[Records drawn from a dataset]
◇ ◇ ◇ ◇ ◇

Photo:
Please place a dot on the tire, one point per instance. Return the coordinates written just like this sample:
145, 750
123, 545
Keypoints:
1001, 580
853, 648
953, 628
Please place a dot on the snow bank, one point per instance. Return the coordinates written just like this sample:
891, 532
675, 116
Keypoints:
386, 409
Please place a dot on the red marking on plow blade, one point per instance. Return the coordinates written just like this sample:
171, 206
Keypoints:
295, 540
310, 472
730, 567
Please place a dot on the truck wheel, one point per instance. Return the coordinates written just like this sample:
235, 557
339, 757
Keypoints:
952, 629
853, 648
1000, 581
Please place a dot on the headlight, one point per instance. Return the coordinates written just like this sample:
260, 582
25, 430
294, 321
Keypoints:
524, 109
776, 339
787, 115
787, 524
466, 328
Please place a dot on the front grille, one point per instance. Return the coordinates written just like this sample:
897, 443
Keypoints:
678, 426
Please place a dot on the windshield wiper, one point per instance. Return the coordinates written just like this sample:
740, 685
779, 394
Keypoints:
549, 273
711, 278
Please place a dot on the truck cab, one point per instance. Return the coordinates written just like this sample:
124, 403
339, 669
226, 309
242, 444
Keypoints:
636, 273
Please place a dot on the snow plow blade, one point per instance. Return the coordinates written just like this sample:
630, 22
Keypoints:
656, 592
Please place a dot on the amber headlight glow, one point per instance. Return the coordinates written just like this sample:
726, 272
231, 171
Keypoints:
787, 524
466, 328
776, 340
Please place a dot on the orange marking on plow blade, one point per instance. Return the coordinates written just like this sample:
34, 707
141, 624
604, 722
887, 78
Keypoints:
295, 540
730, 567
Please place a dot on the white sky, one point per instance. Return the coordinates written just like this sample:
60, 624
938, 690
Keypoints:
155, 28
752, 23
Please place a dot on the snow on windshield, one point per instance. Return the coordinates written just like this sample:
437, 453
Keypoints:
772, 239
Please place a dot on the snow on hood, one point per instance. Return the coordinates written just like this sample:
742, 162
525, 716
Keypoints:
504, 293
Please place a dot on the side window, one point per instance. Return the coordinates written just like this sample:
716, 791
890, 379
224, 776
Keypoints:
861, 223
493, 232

◇ ◇ ◇ ◇ ◇

### Problem to solve
Copy out each entry exactly, leaving nothing out.

### Answer space
Photo:
Please place a dot on the tire, one point per instance. Return the coordinates written just like this sample:
145, 750
123, 545
Keypoints:
1001, 580
853, 648
953, 628
Please place a dot on the snow bank, one point per instance. Return the coordinates written just like this sample:
891, 532
675, 116
Keypoints:
386, 409
Please place a dot on the red marking on plow blade, one point per instance. Return the coordinates written just like this sample:
171, 206
Keypoints:
295, 540
310, 472
730, 567
Please place a dot on the truck wheel, one point per instance. Return the coordinates written just like this sample:
235, 557
339, 757
Keypoints:
952, 629
853, 648
1000, 581
Please place a dot on the headlight, one point per instance. Return the coordinates written just like this sample:
260, 582
25, 430
294, 321
Keypoints:
524, 109
776, 339
787, 115
787, 524
466, 328
Please place a dot on the front grille, one point per instance. Return the coordinates written just like this sample:
897, 443
Keypoints:
678, 426
Please place a dot on the windshield wiper, one point per instance. Return the coordinates written just like this sample:
740, 685
779, 394
Keypoints:
549, 273
711, 278
Please place a dot on the truck cab, one point per instance. Return the coordinates written just like this sample:
124, 403
339, 669
226, 309
242, 444
Keypoints:
636, 273
Please place a dot on the snow plow blade, one point per instance. Return the coordinates written just like this sample:
630, 22
Keypoints:
656, 592
Please place a dot on the amber headlight glow, one point per instance. Return the coordinates written just like this sample:
726, 272
231, 171
Keypoints:
787, 524
466, 328
776, 340
Please place a dot on the orange marking on plow blade, one point per instance. Return the coordinates written just like this sample:
34, 707
141, 624
604, 722
887, 78
Keypoints:
295, 540
730, 567
Please place a dot on the white sky, one point per instance. Return the coordinates written just like this sample:
60, 624
938, 690
Keypoints:
155, 28
752, 23
Please place a dot on the snow on windshield, one point per instance. Return the coordinates written just like this sample:
437, 453
Keypoints:
772, 239
Please place a dot on the snow on hood, one point per instance. Return the coordinates written just like this sample:
742, 162
525, 716
Keypoints:
504, 293
Please place a dot on the side window, one point per instance. Return the coordinates written just like this sample:
716, 791
890, 379
224, 776
Keypoints:
861, 223
493, 232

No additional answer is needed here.